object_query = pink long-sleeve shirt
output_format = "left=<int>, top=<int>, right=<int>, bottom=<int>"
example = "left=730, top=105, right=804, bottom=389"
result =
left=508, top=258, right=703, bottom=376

____________

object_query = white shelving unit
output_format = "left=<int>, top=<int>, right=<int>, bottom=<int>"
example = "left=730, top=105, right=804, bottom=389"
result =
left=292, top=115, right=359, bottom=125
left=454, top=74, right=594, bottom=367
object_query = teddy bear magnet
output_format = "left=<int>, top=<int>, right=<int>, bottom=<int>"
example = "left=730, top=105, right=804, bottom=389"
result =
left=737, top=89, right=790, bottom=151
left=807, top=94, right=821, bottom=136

____________

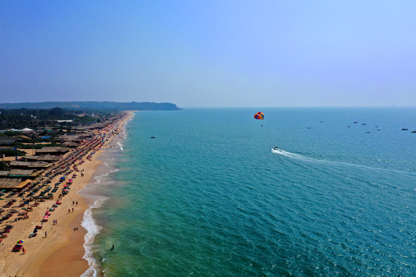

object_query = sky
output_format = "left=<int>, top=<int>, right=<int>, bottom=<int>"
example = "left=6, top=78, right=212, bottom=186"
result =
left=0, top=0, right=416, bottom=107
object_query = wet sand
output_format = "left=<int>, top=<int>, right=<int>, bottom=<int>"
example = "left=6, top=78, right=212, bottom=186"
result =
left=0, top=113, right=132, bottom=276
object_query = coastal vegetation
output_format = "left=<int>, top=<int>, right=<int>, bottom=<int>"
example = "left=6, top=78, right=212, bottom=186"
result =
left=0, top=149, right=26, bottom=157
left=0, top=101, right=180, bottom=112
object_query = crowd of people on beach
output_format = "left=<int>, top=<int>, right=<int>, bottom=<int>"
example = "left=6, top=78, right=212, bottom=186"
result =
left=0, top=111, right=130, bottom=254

____________

§ **STATED EXERCISE**
Output the stretch of data from the line containing "object_query = sky" through the line containing "left=0, top=111, right=130, bottom=254", both included, reproducing each line precisely.

§ **EXERCISE OUTPUT**
object_query = sky
output_format = "left=<int>, top=<int>, right=<int>, bottom=<int>"
example = "left=6, top=78, right=212, bottom=186"
result =
left=0, top=0, right=416, bottom=107
object_query = wet sand
output_format = "left=<int>, top=<int>, right=<int>, bottom=<int>"
example = "left=6, top=78, right=212, bottom=186"
result =
left=0, top=113, right=132, bottom=276
object_query = coastal vegetation
output_format = "left=<int>, top=<int>, right=<int>, bottom=<int>"
example = "left=6, top=78, right=212, bottom=186"
result =
left=0, top=149, right=26, bottom=157
left=0, top=101, right=180, bottom=112
object_query = crowd of people on beach
output_format = "left=<int>, top=<int>, right=<int>, bottom=<int>"
example = "left=6, top=78, right=212, bottom=186"
result =
left=0, top=111, right=130, bottom=254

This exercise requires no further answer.